■ **Your goal**: Produce the listing below again, exactly as shown.

■ **Data extract**:
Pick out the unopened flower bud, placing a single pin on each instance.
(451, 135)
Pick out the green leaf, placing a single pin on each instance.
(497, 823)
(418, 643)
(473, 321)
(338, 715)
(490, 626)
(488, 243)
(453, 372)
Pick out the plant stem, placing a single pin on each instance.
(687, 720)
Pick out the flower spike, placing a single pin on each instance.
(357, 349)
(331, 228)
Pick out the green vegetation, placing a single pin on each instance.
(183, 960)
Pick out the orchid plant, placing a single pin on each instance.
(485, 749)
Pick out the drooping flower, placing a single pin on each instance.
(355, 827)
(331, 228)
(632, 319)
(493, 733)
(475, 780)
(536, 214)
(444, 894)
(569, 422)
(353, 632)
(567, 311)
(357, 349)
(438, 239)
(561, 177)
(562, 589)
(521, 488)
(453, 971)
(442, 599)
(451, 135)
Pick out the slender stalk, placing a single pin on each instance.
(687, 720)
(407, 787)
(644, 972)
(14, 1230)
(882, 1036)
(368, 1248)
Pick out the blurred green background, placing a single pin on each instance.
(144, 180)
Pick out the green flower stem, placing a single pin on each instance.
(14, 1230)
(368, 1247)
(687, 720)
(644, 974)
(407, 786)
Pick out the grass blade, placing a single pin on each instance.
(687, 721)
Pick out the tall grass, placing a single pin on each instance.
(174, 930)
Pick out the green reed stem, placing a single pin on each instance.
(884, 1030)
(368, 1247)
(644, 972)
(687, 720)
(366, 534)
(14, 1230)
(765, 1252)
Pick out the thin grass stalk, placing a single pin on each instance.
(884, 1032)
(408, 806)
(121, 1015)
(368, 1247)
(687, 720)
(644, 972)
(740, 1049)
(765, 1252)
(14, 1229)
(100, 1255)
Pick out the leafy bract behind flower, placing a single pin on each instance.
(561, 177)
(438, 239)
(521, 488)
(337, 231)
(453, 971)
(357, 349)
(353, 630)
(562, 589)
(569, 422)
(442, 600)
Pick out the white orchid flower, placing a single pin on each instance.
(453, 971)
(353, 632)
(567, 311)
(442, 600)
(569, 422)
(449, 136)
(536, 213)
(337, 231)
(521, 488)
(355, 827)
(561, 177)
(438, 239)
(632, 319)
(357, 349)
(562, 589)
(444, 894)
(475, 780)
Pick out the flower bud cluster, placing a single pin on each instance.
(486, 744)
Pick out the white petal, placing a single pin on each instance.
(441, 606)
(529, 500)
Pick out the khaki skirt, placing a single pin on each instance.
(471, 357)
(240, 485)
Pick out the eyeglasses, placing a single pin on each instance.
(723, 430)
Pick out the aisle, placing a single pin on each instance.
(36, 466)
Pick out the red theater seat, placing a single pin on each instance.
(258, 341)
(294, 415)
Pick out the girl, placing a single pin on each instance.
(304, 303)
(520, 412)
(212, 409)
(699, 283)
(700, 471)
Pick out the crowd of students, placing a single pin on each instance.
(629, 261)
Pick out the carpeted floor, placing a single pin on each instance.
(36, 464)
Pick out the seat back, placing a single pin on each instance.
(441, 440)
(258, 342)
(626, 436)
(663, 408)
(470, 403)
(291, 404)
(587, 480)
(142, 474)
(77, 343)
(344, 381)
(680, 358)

■ **Result for this task**:
Pick out the unopened flower bud, placing a single pin on each instance.
(451, 135)
Pick out the green leaf, placing a single pin on each instance.
(497, 823)
(418, 643)
(473, 321)
(338, 715)
(490, 626)
(488, 243)
(453, 372)
Pick out the plant stem, placing a single pin on each instance.
(687, 720)
Pick out the flower spike, placing a single pin on each instance.
(357, 349)
(331, 228)
Pick out the green vegetation, placing a single pin on each instance.
(183, 960)
Pick out the orchid plant, placing a single pin on each instance.
(485, 749)
Pick out the drooping flower, placing a single pin on each instance.
(355, 827)
(331, 228)
(632, 319)
(493, 733)
(475, 780)
(536, 214)
(444, 894)
(569, 422)
(353, 632)
(567, 311)
(357, 349)
(438, 239)
(561, 177)
(562, 589)
(521, 488)
(453, 971)
(442, 599)
(451, 135)
Pick out the slender stalk, placing a single pin on each instance.
(687, 720)
(407, 787)
(644, 972)
(14, 1230)
(882, 1036)
(368, 1248)
Pick out the blurred green background, placing a single pin on each instance.
(144, 180)
Pick out the green flower stem, placing a single pin on each instance.
(14, 1230)
(368, 1247)
(687, 720)
(644, 974)
(407, 786)
Pick out the grass blade, placing a single pin on each instance.
(687, 721)
Pick out the tall grass, placing a single pin on each instance.
(174, 930)
Pick out the green reed stem, placing a single pin on each instance.
(884, 1030)
(368, 1247)
(644, 972)
(687, 720)
(366, 534)
(14, 1230)
(765, 1252)
Pick out the thin grass stalk, placing a single pin on each instance.
(884, 1032)
(408, 806)
(121, 1015)
(368, 1247)
(687, 720)
(644, 972)
(740, 1049)
(765, 1252)
(14, 1229)
(100, 1255)
Pick out the leafy bract behind flower, placing a single pin on each instance.
(561, 177)
(438, 239)
(521, 488)
(337, 231)
(453, 971)
(357, 349)
(353, 630)
(562, 589)
(569, 422)
(442, 600)
Pick out the white orchid flower, placing a single pin on each instance.
(453, 971)
(353, 632)
(567, 311)
(442, 600)
(569, 422)
(449, 136)
(536, 213)
(337, 231)
(521, 488)
(355, 827)
(561, 177)
(438, 239)
(632, 319)
(357, 349)
(562, 589)
(444, 894)
(475, 780)
Pick out the flower bud cluster, placing a single pin on each instance.
(486, 744)
Pick out the white petal, placing a single pin on each instance.
(441, 606)
(529, 500)
Pick out the khaki skirt, placing a single pin on each instance.
(471, 357)
(240, 485)
Pick out the eyeglasses, placing a single pin on each instance.
(723, 430)
Pick out the aisle, placing a single pin on each instance.
(36, 466)
Pick out the red theater seat, placing a single pin on each instance.
(258, 341)
(294, 415)
Pick out the girl, placing a single pin on each instance.
(304, 303)
(520, 412)
(212, 409)
(699, 283)
(700, 471)
Pick out the crowd of students, placing a single pin on each instance.
(629, 261)
Pick out the carpeted floor, placing a single pin on each instance.
(36, 464)
Pick out the seat back, placing a single pin on each instance.
(441, 440)
(258, 342)
(626, 436)
(663, 408)
(470, 403)
(291, 404)
(587, 480)
(142, 474)
(77, 343)
(344, 381)
(680, 358)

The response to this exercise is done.